What you will do:
(A) Summarize the passage on migration in two sentences.
(B) Output the portion of the passage on migration starting with "I greatly appreciate" and going on through "and rural exodus.".
(C) Go on with the passage on migration, picking up after its last sentence.

I greatly appreciate GTI’s decision to organize a debate on the issue of world population and its relationship to the environment. I would like to emphasize a central issue that is directly linked to the question of world population: the question of migration. It seems to me that we are in a period of bifurcation in the long history of migrations.
The History of Migrations is inseparable from the History of Humanity. This history began in Africa with the migrations of Neanderthals and Homo Sapiens. Migrants are not intruders; they are part of the history of each society. Migrations mark the imagination of our world: let us quote, among others, nomadism, sedentarization with the mastery of agriculture, exile, colonizations, diasporas, and rural exodus.
Migration, along with industrialization and urbanization, is a key issue in population discourse. The fear of a demographic explosion has marked the last fifty years, and the Club of Rome report in 1970 heightened awareness of ecological limits.
In the history of capitalism, the deep traces of slavery and colonization still remain. Today, with capitalist globalization in its neoliberal phase, three important forms of migration can be defined. Economic migrations characterized by the immense differences of wealth between countries are a byproduct of imperialism and neo-colonialism. As Alfred Sauvy expressed it very well in 1950, "if the richness is in the North and the people are in the South, the people will go where the richness is and you will be unable to do anything to stop them.”1 Political migrations are the result of wars and conflicts and result in the displacement of refugees. The environmental migrations that are beginning will upset the balance of the world population.

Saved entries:
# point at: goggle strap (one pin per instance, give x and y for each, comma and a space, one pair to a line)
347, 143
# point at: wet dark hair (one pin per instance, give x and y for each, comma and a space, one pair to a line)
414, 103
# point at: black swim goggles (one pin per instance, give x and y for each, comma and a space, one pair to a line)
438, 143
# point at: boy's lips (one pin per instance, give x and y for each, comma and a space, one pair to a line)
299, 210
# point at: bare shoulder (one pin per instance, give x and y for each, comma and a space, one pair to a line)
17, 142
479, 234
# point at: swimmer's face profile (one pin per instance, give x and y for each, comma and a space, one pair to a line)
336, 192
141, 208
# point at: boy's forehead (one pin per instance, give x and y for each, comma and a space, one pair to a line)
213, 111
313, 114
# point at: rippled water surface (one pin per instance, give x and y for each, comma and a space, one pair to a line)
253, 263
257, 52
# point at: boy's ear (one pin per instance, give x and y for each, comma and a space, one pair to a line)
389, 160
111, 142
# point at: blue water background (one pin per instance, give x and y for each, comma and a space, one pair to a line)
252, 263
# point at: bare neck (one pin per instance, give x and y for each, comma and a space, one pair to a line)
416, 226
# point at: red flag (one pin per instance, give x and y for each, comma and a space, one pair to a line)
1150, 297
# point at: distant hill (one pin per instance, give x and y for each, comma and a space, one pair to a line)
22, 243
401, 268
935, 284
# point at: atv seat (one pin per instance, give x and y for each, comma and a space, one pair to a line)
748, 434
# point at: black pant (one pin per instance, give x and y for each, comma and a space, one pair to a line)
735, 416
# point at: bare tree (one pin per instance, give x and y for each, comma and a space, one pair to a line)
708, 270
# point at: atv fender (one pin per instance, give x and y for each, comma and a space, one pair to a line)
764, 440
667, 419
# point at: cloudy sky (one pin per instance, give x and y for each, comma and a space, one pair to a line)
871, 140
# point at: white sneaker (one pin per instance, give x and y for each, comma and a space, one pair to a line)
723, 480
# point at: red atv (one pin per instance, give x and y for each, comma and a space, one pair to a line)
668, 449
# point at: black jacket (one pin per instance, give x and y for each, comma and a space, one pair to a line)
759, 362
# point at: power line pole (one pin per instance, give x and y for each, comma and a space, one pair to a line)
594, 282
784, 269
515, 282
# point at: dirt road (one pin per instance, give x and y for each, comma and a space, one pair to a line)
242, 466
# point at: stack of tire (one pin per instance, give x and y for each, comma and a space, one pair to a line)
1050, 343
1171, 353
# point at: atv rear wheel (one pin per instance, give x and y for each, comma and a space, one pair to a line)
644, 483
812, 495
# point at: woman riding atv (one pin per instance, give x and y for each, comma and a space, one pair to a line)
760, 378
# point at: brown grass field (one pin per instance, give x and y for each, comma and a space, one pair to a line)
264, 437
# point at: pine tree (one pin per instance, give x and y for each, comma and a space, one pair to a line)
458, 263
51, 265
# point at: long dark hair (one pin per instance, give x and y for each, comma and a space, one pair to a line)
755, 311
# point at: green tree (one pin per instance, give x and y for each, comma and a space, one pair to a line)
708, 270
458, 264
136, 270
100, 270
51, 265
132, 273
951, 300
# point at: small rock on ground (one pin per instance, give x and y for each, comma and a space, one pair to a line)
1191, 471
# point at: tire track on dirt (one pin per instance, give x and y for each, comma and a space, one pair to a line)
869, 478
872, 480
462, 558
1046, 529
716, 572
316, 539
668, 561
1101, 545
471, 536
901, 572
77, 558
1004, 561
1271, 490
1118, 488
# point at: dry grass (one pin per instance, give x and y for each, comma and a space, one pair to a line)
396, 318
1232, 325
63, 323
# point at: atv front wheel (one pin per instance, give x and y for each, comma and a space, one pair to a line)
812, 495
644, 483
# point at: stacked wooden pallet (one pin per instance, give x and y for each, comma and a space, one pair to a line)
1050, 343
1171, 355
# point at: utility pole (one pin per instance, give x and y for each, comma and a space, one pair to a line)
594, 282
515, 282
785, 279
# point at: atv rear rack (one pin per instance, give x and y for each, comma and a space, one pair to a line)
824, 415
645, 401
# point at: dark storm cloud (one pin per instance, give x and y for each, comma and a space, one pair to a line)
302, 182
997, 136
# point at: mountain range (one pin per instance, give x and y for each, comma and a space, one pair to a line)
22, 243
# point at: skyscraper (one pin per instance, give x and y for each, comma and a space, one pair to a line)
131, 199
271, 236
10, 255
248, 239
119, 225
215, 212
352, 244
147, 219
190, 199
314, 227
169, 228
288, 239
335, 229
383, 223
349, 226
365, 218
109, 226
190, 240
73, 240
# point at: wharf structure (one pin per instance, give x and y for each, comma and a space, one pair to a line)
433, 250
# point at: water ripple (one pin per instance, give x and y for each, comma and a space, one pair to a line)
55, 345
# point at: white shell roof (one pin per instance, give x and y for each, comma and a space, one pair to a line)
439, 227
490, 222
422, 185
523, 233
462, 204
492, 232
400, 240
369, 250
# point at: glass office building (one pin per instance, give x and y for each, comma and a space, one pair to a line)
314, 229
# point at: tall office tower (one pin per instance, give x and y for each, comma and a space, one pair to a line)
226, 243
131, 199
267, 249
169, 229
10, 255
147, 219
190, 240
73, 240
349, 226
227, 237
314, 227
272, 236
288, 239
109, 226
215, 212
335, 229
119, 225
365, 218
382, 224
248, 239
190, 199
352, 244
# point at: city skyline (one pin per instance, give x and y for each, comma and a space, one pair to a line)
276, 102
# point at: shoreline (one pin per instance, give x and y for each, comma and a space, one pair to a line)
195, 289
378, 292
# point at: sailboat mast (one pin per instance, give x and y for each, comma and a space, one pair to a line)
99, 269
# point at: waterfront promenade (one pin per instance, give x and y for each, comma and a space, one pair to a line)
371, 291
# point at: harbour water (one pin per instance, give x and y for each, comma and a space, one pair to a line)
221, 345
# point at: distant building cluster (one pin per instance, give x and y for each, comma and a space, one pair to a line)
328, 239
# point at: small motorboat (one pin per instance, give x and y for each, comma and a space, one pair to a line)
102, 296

Answers to the exercise:
(A) Migration is inseparable from human history, which began in Africa, and it is a central issue tied to world population that now stands at a point of bifurcation. Under capitalist globalization in its neoliberal phase, three forms of migration can be defined: economic migrations driven by wealth differences between countries, political migrations resulting from wars and conflicts, and beginning environmental migrations that will upset the balance of the world population.

(B)
I greatly appreciate GTI’s decision to organize a debate on the issue of world population and its relationship to the environment. I would like to emphasize a central issue that is directly linked to the question of world population: the question of migration. It seems to me that we are in a period of bifurcation in the long history of migrations.
The History of Migrations is inseparable from the History of Humanity. This history began in Africa with the migrations of Neanderthals and Homo Sapiens. Migrants are not intruders; they are part of the history of each society. Migrations mark the imagination of our world: let us quote, among others, nomadism, sedentarization with the mastery of agriculture, exile, colonizations, diasporas, and rural exodus.

(C)
We are living in a period of profound rupture marked by a succession of crises. The financial crisis that began with the subprime lending crisis in 2008 marked the beginning of the exhaustion of neoliberalism. Austerity policies, backed by authoritarianism, have undermined freedoms without providing economic stability. The ideologies of identity and security respond to the emergence of social movements embracing new radicalisms—whether feminism; anti-racism and revolts against discrimination; or support for the first peoples, migrants, and diasporas. The awareness of the ecological crisis is deepening, combined with the crisis of the pandemic. Kyle Harper reminds us that the fall of the Roman Empire was facilitated by a pandemic, a rabies outbreak, and the climate (an episode of glaciation).2 This fusion of public health and environmental crisis accompanies crises of civilization.
In the field of migration, there have been considerable ruptures. Take, for example, the contradiction between nomads and sedentary people that has accompanied human history since the invention of agriculture in Mesopotamia. Today we are living through the transition of agricultural populations in practically all countries from the majority of the population to around 5% of the total population. This development will change the situation and the very image of migrants.
The same applies to the notion of borders. In the long history of migration, an important change took place between the seventeenth and eighteenth centuries, with the transition from the empire-state to the nation-state. Nation-states have not always existed and are not an eternal form. National identity is a recent invention. As Edouard Glissant and Patrick Chamoiseau so well put it, each individual has multiple identities; it is reductive and wrong to want to reduce them to a single identity, that of the nation.3
Freedom of movement and citizenship of residence are among the emerging rights that will be strengthened in the future.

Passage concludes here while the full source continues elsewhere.